Pour des têtes éveillés dans les écoles valaisannes

La récolte de signatures pour l’initiative cantonale « pour des élèves têtes nues dans les écoles valaisannes » a officiellement commencé. L’intitulé est sobre, mais la volonté et les objectifs des ini-tiant·e·s sont clairs : l’UDC-VS ne veut pas de filles voilées dans les écoles publiques. 

Jean-Luc Addor, député UDC, membre du Mouvement suisse contre l’islamisation et coprésident du comité d’initiative ne s’en cache pas : «Il faut être très clair. Même si formellement, nous avons été obligés d’adopter cette formulation pour éviter tout risque de discrimination, nous visons les musulmans.» (« L’UDC valaisanne veut interdire le voile à l’école », Interview de Jean-Luc Addor, 24  heures, 24.04.2015).

Le combat contre l’islam, prétendument incompatible avec la société Suisse, se mène maintenant sur le terrain de l’école obligatoire. On se sentirait presque résigné face à la répétition du scénario, d’autant plus que cela semble être un « faux » problème, le nombre d’écolières voilées étant infime. Il ne faut pourtant pas négliger l’impact réel de cette initiative.

Le projet fait immanquablement penser à la loi française de 2004, interdisant les signes religieux ostentatoires à l’école. Si cette dernière se base sur une conception réductrice de la laïcité, le discours de l’UDC valaisan, lui, s’articule explicitement sur une argumentation islamophobe. En imposant des règles spécifiques aux jeunes musulmanes sous peine d’exclusion, le parti entend défendre les « valeurs chrétiennes » propres au Valais, face à «une religion politique qui veut remplacer nos lois par la charia» (24 heures, 24.04.2015). Il n’est jamais question de laïcité.

L’UDC-VS entend au contraire défendre la présence de l’Eglise dans les écoles, ce qu’il rappelle dans sa campagne actuelle contre une autre initiative cantonale, « pour un Etat laïc ». Le parti défend donc clairement une inégalité religieuse au sein des institutions scolaires, où ce qui est permis aux en­seignant·e·s serait interdit à une partie des élèves musulmanes.

_Exercices à traiter_.
a. Dans l'extrait sur l'initiative « pour des élèves têtes nues dans les écoles valaisannes », quel rôle Jean-Luc Addor tient-il au sein du comité d'initiative ?
b. Poursuivez l'extrait sur l'initiative valaisanne visant le voile à l'école, en reprenant juste après sa dernière phrase.
Les lignes présentées ensuite forment un ensemble distinct, indépendant de l'extrait.

_Données fournies_.
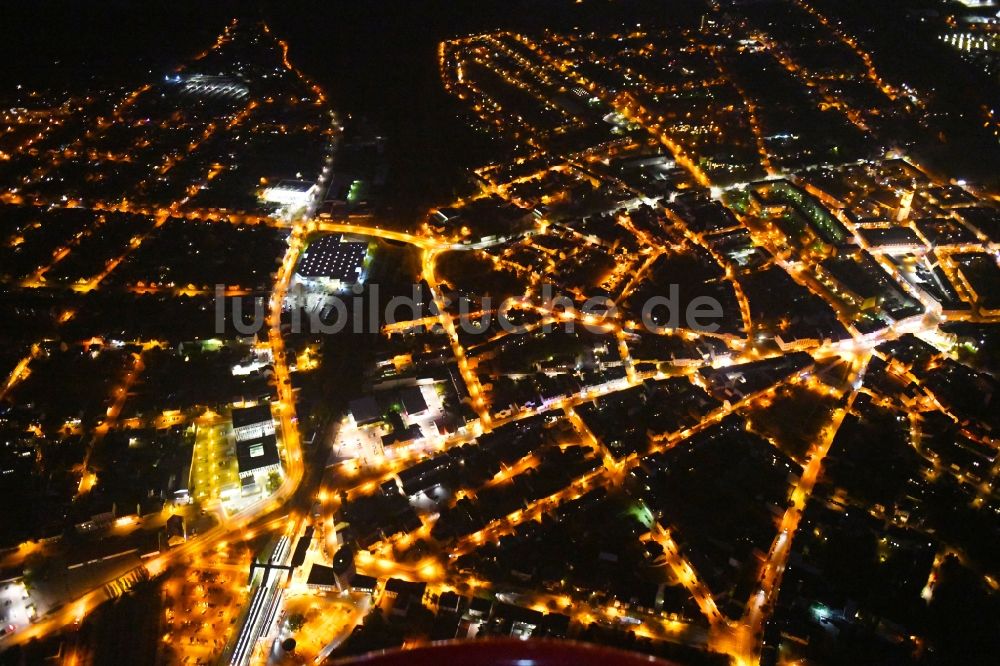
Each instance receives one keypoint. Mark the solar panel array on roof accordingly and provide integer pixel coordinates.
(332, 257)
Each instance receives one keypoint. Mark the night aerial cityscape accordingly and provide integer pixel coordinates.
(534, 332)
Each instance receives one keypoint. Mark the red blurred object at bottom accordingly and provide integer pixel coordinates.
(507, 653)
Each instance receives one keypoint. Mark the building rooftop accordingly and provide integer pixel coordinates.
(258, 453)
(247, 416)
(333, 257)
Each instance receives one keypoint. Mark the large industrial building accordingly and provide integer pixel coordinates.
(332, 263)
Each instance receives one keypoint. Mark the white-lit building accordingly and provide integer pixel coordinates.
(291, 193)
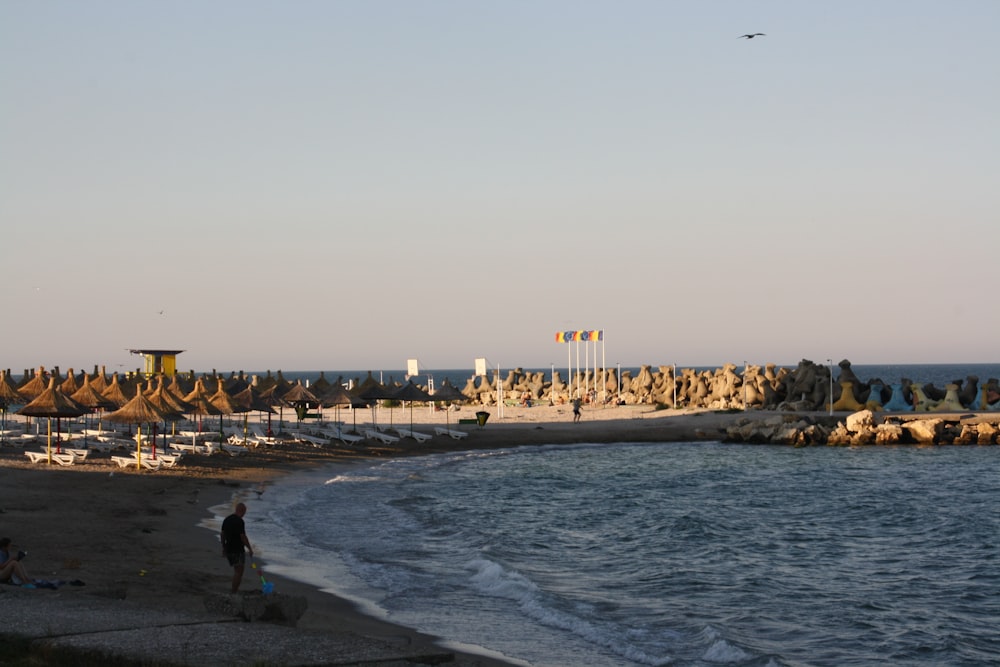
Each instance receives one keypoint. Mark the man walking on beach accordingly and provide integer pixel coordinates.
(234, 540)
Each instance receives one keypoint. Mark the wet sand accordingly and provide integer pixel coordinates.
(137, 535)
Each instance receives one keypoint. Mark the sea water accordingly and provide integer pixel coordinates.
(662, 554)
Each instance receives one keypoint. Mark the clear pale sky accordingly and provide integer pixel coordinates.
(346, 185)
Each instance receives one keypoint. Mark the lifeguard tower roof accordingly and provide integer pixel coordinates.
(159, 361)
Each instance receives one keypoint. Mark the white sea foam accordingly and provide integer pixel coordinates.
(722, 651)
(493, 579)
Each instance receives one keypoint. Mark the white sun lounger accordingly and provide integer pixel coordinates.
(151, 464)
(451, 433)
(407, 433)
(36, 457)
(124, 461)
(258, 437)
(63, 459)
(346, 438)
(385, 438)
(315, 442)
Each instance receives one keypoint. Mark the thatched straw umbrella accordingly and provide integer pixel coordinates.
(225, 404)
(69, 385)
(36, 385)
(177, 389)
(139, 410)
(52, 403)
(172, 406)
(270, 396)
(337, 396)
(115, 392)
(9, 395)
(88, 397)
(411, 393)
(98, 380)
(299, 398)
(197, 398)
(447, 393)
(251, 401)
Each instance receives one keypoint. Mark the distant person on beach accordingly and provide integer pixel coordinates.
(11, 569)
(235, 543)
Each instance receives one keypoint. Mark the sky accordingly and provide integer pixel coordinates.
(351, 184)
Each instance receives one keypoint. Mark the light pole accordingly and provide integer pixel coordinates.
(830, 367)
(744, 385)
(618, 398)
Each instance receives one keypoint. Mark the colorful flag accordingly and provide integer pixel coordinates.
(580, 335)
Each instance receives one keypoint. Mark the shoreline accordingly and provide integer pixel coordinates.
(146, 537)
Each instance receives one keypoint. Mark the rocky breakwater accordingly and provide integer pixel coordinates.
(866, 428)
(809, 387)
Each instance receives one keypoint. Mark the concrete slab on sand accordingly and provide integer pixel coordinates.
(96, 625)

---

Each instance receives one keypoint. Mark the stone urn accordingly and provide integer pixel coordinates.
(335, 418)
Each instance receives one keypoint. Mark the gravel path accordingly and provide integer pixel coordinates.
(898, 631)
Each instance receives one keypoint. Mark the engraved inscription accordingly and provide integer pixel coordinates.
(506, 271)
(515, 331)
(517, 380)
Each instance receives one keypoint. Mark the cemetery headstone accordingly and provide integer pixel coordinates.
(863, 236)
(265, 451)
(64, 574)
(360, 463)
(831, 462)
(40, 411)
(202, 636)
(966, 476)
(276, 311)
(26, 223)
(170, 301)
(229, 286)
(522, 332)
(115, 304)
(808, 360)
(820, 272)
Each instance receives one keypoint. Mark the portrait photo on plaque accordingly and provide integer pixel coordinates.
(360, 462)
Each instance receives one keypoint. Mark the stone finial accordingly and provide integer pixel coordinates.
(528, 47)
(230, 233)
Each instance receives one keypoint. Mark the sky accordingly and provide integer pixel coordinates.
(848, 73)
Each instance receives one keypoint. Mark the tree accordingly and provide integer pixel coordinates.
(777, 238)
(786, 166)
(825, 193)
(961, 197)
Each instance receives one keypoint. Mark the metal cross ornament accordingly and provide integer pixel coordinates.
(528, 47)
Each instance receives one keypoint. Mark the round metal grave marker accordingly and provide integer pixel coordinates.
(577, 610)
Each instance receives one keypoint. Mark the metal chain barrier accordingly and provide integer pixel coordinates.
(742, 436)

_Réponses par exercice_.
a. Il en est coprésident.

b.
Pour « la dignité de la femme », vraiment ?!

 

Le parti agrarien développe une autre ligne d’argumentation, fondée sur ce qu’il appelle «la dignité de la femme» (24 heures, 24.04.2015). Le voile est ainsi considéré comme un instrument de domination masculine. A travers cet argument, l’UDC-VS cherche à faire oublier le caractère islamophobe de l’initiative, en s’adressant à «une partie de la gauche où le voile choque les féministes» (24 heures, 24.04.2015). Mais en fait, il se contente d’essentialiser les mu­sul­man·e·s : les hommes sont sexistes, les femmes soumises. Cette stratégie a tout de même déjà fait ses preuves lors de la votation contre les minarets. Au-delà du fait que l’UDC n’a aucune crédibilité dans la question de l’égalité hommes-femmes, vu son opposition systématique aux mesures garantissant une égalité de fait, l’idée selon laquelle son initiative constitue une mesure pour les droits et les libertés des femmes est mensongère. Chercher à faire disparaître le voile de l’école n’apporterait aucune solution viable aux comportements discriminatoires ou violents à l’égard des femmes, pouvant survenir hors ou dans le milieu scolaire. 

Porter le voile a des significations et des motivations différentes, et ne peut de loin pas se réduire à une injonction masculine. Il s’agit d’une pratique religieuse, dont le sens échappe peut-être à cer­tain·e·s, mais dont il faut accepter la complexité. Quoi qu’il en soit, il ne faut pas dénier aux jeunes filles leur capacité à faire des choix. Il est certain que parfois l’idée de porter un voile découle d’une décision familiale. Mais la législation suisse est claire : ce sont les parents qui ont autorité dans le domaine de l’éducation religieuse. 

 

 

Une initiative aux effets dévastateurs

 

Si l’on considère que la question des droits, de la liberté et de la sécurité des femmes est un enjeu central de notre société, une mesure de ce type va totalement à l’encontre de ces objectifs. En France, la loi de 2004 a eu un effet dévastateur sur les femmes voilées.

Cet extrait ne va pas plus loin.